• Task requirements:
Copy out the lines of the records from the line containing "205L335 188L273 189L113" through the line containing "positive clicks: (190, 220)", reproducing them character for character.
◇ ◇ ◇
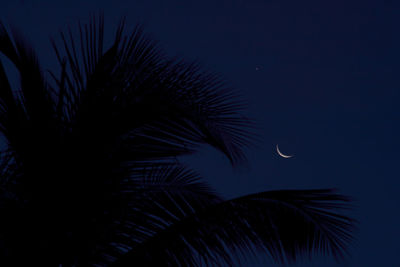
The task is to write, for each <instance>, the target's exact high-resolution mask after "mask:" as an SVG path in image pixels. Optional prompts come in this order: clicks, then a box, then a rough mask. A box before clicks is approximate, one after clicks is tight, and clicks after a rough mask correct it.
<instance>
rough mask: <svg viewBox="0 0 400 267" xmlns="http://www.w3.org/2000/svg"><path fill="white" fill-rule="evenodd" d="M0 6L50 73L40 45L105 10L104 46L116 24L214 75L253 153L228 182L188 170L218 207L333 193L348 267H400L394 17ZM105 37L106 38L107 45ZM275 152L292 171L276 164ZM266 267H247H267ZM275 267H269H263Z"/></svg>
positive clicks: (276, 155) (7, 21) (207, 150)
mask: <svg viewBox="0 0 400 267" xmlns="http://www.w3.org/2000/svg"><path fill="white" fill-rule="evenodd" d="M79 2H80V1H77V0H69V1H56V0H53V1H48V0H24V1H22V0H20V1H16V0H2V1H1V6H0V19H1V20H2V21H5V22H7V23H10V24H13V25H15V26H16V27H17V28H18V29H19V30H20V31H21V32H22V33H24V34H25V35H26V36H27V37H28V39H30V40H31V41H32V43H33V44H34V46H35V47H36V48H37V51H38V53H39V56H40V58H41V59H42V64H43V65H44V67H46V68H53V67H54V66H55V57H54V54H53V51H52V49H51V46H50V42H49V38H48V37H49V36H50V35H52V36H57V32H58V31H59V30H60V29H65V26H66V25H68V24H70V25H71V26H72V28H74V27H75V26H76V23H77V21H78V19H81V20H82V21H83V22H86V21H88V18H89V16H90V15H91V14H95V13H96V12H98V11H99V10H103V11H104V14H105V23H106V31H107V33H108V34H107V35H106V36H107V37H108V39H109V40H111V38H113V35H112V33H113V30H114V29H115V27H116V24H117V22H118V20H119V19H120V18H121V16H123V15H125V16H126V17H127V22H128V28H129V29H132V28H133V26H134V24H135V23H136V22H141V23H143V24H144V26H145V29H146V30H147V32H149V33H151V34H152V35H153V36H154V37H155V39H158V40H159V41H160V42H161V45H162V46H163V47H164V49H165V50H166V51H167V53H168V54H169V55H172V56H174V55H176V56H179V57H183V58H186V59H188V60H198V61H199V62H201V64H202V65H203V66H204V68H205V69H208V70H212V71H216V72H217V73H220V74H221V75H222V76H223V77H224V78H225V79H226V80H227V81H228V83H229V84H230V85H231V86H232V87H233V88H236V89H238V90H239V91H240V92H241V93H242V94H243V96H244V98H245V99H246V100H247V102H248V103H249V109H248V112H247V115H249V116H251V117H253V118H254V119H255V120H256V121H258V125H259V127H260V128H261V129H260V131H259V133H260V136H261V140H262V142H261V143H260V144H258V145H257V146H256V147H254V148H251V149H249V151H248V156H249V165H248V167H246V168H242V169H239V170H236V171H234V170H231V167H230V165H229V163H228V161H227V160H226V159H225V158H223V156H222V155H220V154H218V153H216V152H215V151H213V150H211V149H205V150H204V151H202V152H201V153H200V154H199V155H197V156H194V157H192V158H190V159H187V161H188V162H190V164H193V166H194V167H195V168H196V169H197V170H198V171H199V172H200V173H202V174H203V175H204V176H205V177H207V180H209V182H210V183H211V184H213V185H214V186H215V187H216V188H217V189H218V191H219V192H221V193H222V194H224V195H225V196H226V197H236V196H239V195H243V194H247V193H252V192H256V191H264V190H271V189H300V188H301V189H305V188H325V187H335V188H339V189H340V191H341V192H342V193H345V194H348V195H351V196H352V197H353V198H355V199H356V202H355V208H354V211H353V212H352V214H353V216H354V217H355V218H356V219H358V220H359V221H360V227H359V232H358V233H357V234H356V236H357V238H358V240H357V242H356V243H355V244H354V245H355V246H354V247H355V248H354V249H353V255H352V257H351V258H349V259H348V260H347V262H346V263H342V264H340V265H339V264H336V263H335V262H334V261H333V260H330V259H328V260H326V259H316V260H315V261H313V262H312V263H309V262H305V263H304V264H299V265H296V266H297V267H300V266H301V267H303V266H326V267H334V266H336V267H337V266H356V267H357V266H363V267H364V266H388V267H391V266H399V264H400V263H399V257H398V253H399V248H400V245H399V238H400V228H399V225H400V215H399V214H400V213H399V211H400V195H399V194H398V192H399V188H400V175H399V166H400V153H399V151H400V139H399V137H400V106H399V100H400V84H399V83H400V78H399V77H400V53H399V51H400V30H399V25H400V5H399V4H398V2H396V1H390V0H381V1H368V0H364V1H349V0H347V1H341V0H336V1H321V0H315V1H312V0H304V1H294V0H291V1H289V0H286V1H285V0H283V1H282V0H280V1H278V0H202V1H194V0H181V1H178V0H130V1H123V0H113V1H106V0H103V1H94V0H87V1H82V2H84V3H79ZM107 37H106V38H107ZM277 143H279V145H280V149H281V150H282V152H283V153H287V154H294V155H295V157H294V158H291V159H283V158H280V157H279V156H278V155H277V154H276V152H275V146H276V144H277ZM266 263H267V261H265V260H264V259H261V260H260V261H259V262H258V263H249V264H248V265H246V266H254V267H255V266H265V265H266ZM271 266H273V265H271Z"/></svg>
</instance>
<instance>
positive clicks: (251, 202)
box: [113, 190, 354, 267]
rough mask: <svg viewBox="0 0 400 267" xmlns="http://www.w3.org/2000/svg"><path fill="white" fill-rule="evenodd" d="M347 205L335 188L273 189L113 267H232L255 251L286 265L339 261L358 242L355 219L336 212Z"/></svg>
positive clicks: (190, 220)
mask: <svg viewBox="0 0 400 267" xmlns="http://www.w3.org/2000/svg"><path fill="white" fill-rule="evenodd" d="M347 202H348V199H347V198H346V197H344V196H342V195H339V194H336V193H334V191H332V190H282V191H269V192H263V193H257V194H252V195H247V196H244V197H240V198H236V199H232V200H229V201H225V202H222V203H219V204H216V205H214V206H212V207H208V208H207V209H204V210H201V211H198V212H196V213H193V214H191V215H189V216H187V217H185V218H183V219H182V220H180V221H179V222H178V223H176V224H174V225H172V226H170V227H168V228H166V229H165V230H164V231H161V232H159V233H157V234H156V235H154V236H153V237H151V238H149V239H148V240H147V241H145V242H143V243H142V244H141V245H139V246H138V247H136V248H133V249H132V250H131V251H129V252H128V253H126V254H125V255H124V256H123V257H122V258H121V259H120V260H119V261H117V262H116V263H115V264H114V265H113V266H114V267H122V266H130V264H131V263H133V262H135V263H146V264H149V266H161V265H163V266H198V264H199V262H204V263H206V265H209V266H220V265H221V264H224V263H225V264H228V265H232V264H233V263H234V262H235V260H238V259H239V258H238V255H244V256H249V255H251V254H252V253H254V251H253V250H254V249H256V250H258V251H262V252H265V253H267V254H268V255H269V256H271V257H272V259H273V260H274V261H276V262H281V263H285V262H294V261H295V260H297V259H298V258H299V257H303V256H308V257H312V256H313V255H315V254H322V255H332V256H333V257H335V258H336V259H340V258H341V257H342V256H343V255H344V254H346V253H347V250H346V249H347V247H348V245H349V242H350V241H351V240H352V239H353V237H352V230H353V228H354V221H353V220H352V219H350V218H349V217H346V216H343V215H340V214H339V213H337V212H335V210H337V209H341V208H346V207H347V206H346V203H347ZM165 264H166V265H165ZM139 265H140V264H139Z"/></svg>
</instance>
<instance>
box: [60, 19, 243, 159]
mask: <svg viewBox="0 0 400 267" xmlns="http://www.w3.org/2000/svg"><path fill="white" fill-rule="evenodd" d="M103 29H104V27H103V19H102V18H100V19H99V20H98V22H97V23H96V20H95V19H93V21H92V22H91V23H90V24H89V25H85V26H80V27H79V30H80V33H81V38H80V40H79V41H78V42H77V41H74V38H73V37H72V33H70V32H69V34H68V36H69V38H67V34H63V33H62V34H61V39H62V44H63V47H64V50H65V54H66V55H65V56H63V55H62V53H61V50H60V49H59V48H58V47H57V45H56V43H55V42H53V46H54V49H55V50H56V54H57V56H58V59H59V63H60V66H61V69H62V70H64V71H62V73H63V75H61V77H60V78H56V79H55V80H56V84H57V85H59V86H60V89H59V97H60V98H62V100H59V101H58V103H63V104H62V106H63V107H62V108H61V107H60V106H59V109H63V110H64V112H63V114H65V117H66V118H64V119H63V121H68V123H69V125H70V129H71V131H74V129H76V130H79V133H80V134H84V135H87V136H90V139H92V138H93V137H94V136H97V138H96V140H105V139H108V140H117V139H119V138H121V136H122V137H124V138H125V137H127V136H129V138H128V139H129V140H128V141H127V142H128V143H129V145H130V147H131V148H132V150H133V151H134V152H135V154H136V155H141V154H143V157H144V158H143V160H144V161H146V160H150V161H151V160H152V159H153V158H163V157H168V156H170V157H173V156H177V155H181V154H186V153H191V152H193V151H195V150H196V149H197V146H198V145H200V144H209V145H212V146H214V147H215V148H217V149H219V150H220V151H222V152H223V153H224V154H225V155H226V156H228V158H229V159H230V160H231V162H232V163H237V162H240V161H242V160H244V155H243V151H242V149H243V147H244V146H246V145H247V144H248V143H250V142H251V137H250V133H249V129H250V126H251V123H250V122H249V120H248V119H246V118H244V117H242V116H240V115H239V111H240V109H241V108H242V105H241V103H240V102H239V101H237V98H236V97H234V95H233V94H231V93H230V90H228V88H227V87H226V86H225V85H224V83H223V82H222V81H221V80H220V79H218V78H217V77H216V75H212V74H210V73H205V72H202V71H200V68H199V67H198V65H197V64H187V63H184V62H182V61H179V60H170V59H167V58H166V57H165V56H164V53H163V52H162V51H161V50H160V49H159V48H158V45H157V43H156V42H154V41H152V40H151V39H150V38H149V37H148V36H147V35H145V34H144V33H143V30H142V28H141V27H140V26H138V27H136V28H135V29H134V31H133V32H132V34H131V35H129V36H124V35H123V29H124V22H122V23H121V24H120V26H119V28H118V30H117V33H116V37H115V40H114V42H113V44H112V46H111V48H109V49H108V50H106V51H105V52H103V35H104V33H103ZM53 77H57V75H55V74H54V73H53Z"/></svg>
◇ ◇ ◇
• Answer to the exercise:
rough mask: <svg viewBox="0 0 400 267" xmlns="http://www.w3.org/2000/svg"><path fill="white" fill-rule="evenodd" d="M347 205L335 188L273 189L113 267H232L255 251L286 265L339 261L358 242L355 219L336 212Z"/></svg>
positive clicks: (190, 220)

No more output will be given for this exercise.